## [Task objective]
Extend the text on NHS reform and local accountability, picking up after its last sentence.

## [Selected text]

One curiosity about the Bevan reforms was that they reduced local accountability. The National Health Service was deliberately statist. It is forgotten now, but Bevan thought a service dominated by local voices would be a second-rate affair.

Now the service has at important points been quango-ised, and arguably, this has returned as much real power to the grass-roots as is consistent with maintaining a nationally-even provision of service.

Talking over the workings of the post-Thatcher NHS with Douglas Caldwell (the chief executive of the Herefordshire Health Authority, one of the main "purchasers") and Jeremy Millar (chief executive of the Herefordshire Hospitals Trust, one of the main "providers"), I find reinforces my tentative enthusiasm for this new archipelago state, especially as one tries to see its real workings on the ground.

Both men, and all their works, remain accountable to parliament through the Health Secretary. They also remain accountable to parliament less formally: the county's two MPs are famously active on behalf of complainants. There are Community Health Councils specifically to challenge the executives. Local councillors hammer on the executives' door at will. League tables and annual reports make it far easier for the press and public to get a handle on the executives' "outputs". The HAs have to conduct several public meetings every year, and the trusts at least one. Mr Millar, who resists any "gagging" clauses in employee contracts, points out that he has also been held to account by feisty consultants.

Much of this goes beyond anything which happened before, and has about it an openness which surely exceeds smooth PR. Yet quangos remain disliked by most right-thinking people. Perhaps it's because they are run on commercial lines by commercially-minded people. But it seems strange to complain that knowing the price of a service is a bad thing. How else can we debate the ethics of screwing tax-payers to pay for quangos? It seems strange to complain about people who understand money having a say in spending immense quantities of it, and to mock a process in which public-spirited people invest time in helping others.

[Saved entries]

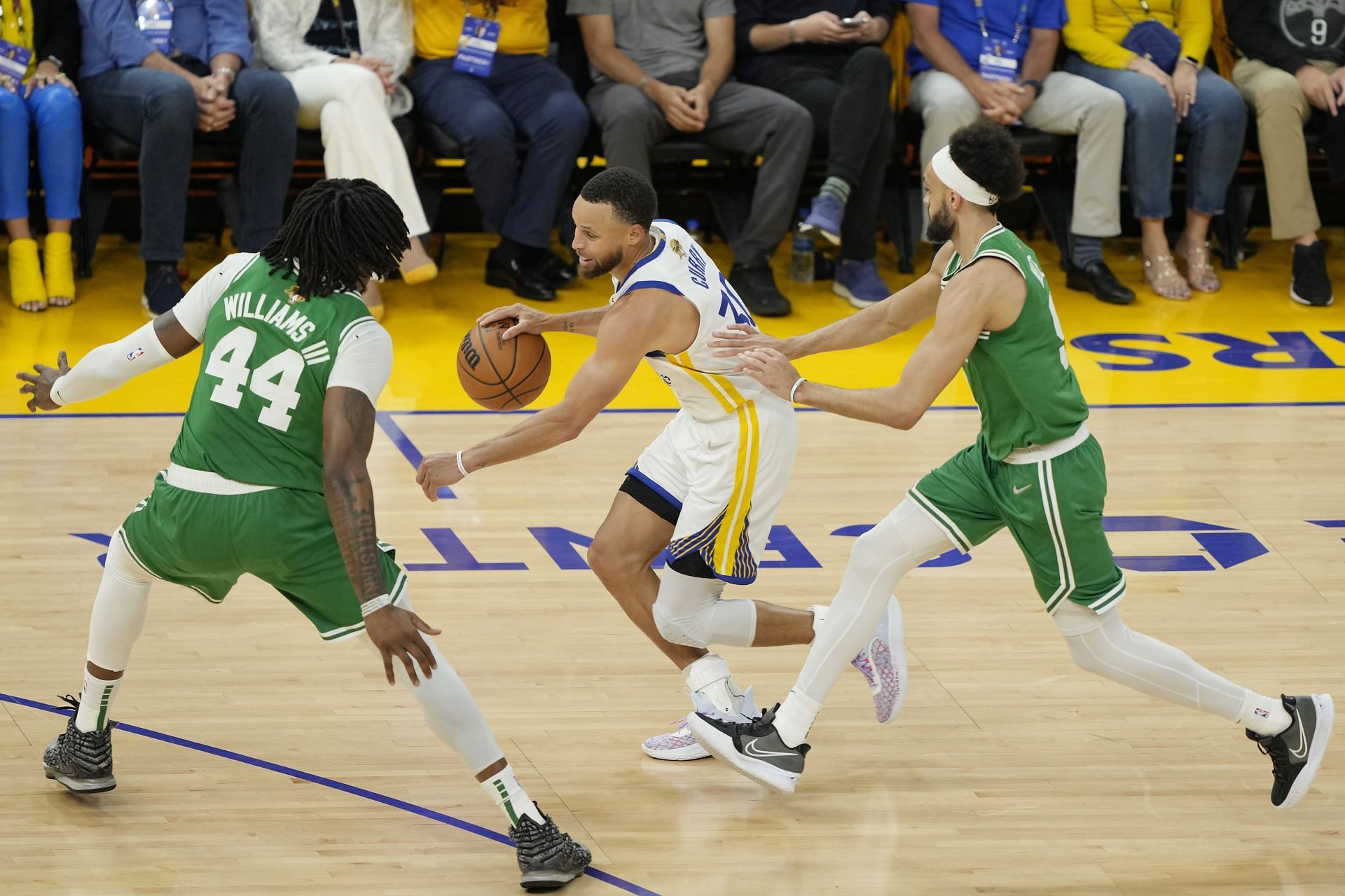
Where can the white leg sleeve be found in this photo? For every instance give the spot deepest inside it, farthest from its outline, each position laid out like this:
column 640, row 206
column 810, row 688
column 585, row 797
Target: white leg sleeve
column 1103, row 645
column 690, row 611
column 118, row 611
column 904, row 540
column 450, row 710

--

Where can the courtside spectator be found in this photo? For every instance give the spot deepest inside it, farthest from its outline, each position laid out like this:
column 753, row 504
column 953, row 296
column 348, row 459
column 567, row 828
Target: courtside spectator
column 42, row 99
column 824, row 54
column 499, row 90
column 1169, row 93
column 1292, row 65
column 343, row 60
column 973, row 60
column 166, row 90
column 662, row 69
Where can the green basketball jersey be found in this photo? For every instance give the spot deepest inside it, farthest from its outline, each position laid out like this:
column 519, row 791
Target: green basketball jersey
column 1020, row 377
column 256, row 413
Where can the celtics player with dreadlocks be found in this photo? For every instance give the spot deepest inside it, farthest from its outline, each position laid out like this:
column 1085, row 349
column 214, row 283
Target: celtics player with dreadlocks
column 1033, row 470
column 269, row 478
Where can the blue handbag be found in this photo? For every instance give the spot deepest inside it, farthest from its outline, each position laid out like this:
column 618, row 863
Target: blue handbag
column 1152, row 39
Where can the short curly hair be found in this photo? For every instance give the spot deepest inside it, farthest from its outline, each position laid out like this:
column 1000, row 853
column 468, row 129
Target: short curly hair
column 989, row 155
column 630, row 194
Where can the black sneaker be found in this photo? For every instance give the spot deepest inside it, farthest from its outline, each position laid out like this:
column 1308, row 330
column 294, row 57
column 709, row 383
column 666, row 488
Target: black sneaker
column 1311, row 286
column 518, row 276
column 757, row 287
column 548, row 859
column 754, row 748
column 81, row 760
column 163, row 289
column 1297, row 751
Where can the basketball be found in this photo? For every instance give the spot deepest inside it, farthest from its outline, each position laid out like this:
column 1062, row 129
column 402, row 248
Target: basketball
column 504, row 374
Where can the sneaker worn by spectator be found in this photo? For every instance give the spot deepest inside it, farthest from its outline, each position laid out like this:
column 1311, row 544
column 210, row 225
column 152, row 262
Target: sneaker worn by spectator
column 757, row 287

--

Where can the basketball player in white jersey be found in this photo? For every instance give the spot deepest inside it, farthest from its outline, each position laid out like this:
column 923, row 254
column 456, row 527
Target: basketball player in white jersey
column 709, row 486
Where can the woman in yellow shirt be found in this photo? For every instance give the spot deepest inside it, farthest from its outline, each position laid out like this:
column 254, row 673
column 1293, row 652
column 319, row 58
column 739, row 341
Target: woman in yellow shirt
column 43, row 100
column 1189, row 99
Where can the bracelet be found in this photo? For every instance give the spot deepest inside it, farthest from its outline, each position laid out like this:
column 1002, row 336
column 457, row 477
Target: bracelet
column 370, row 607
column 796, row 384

## [Answer for the task]
Critics often talk dismissively of the new army of quangocrats as the new "magistracy". This, too, is strange, granted that the modern magistrate is a very good example of how a cheap, commonsense tradition of voluntaryism can evolve well. Magistrates, like quangocrats, work within tight quality- control: we can be delighted about the work they do for us when they succeed, and easily discipline the cases of failure.

Quangos have been seen as conferring unacceptable patronage into ministers' hands. True, but Nolan has offered decent checks on that possible abuse. Besides, abuse is probably not widespread. As Mr Caldwell said: "I can't tell you the political allegiance of any of my authority members." Mind you, he also pointed out that he has worked for the "old" NHS under every stamp of local authority, and couldn't see the party-politicking there, either. Why shouldn't we accept and be grateful that people of every political colour and none have always worked for good service provision, under whatever model? And why shouldn't we see the traditional which underlies the modern, and take comfort from it?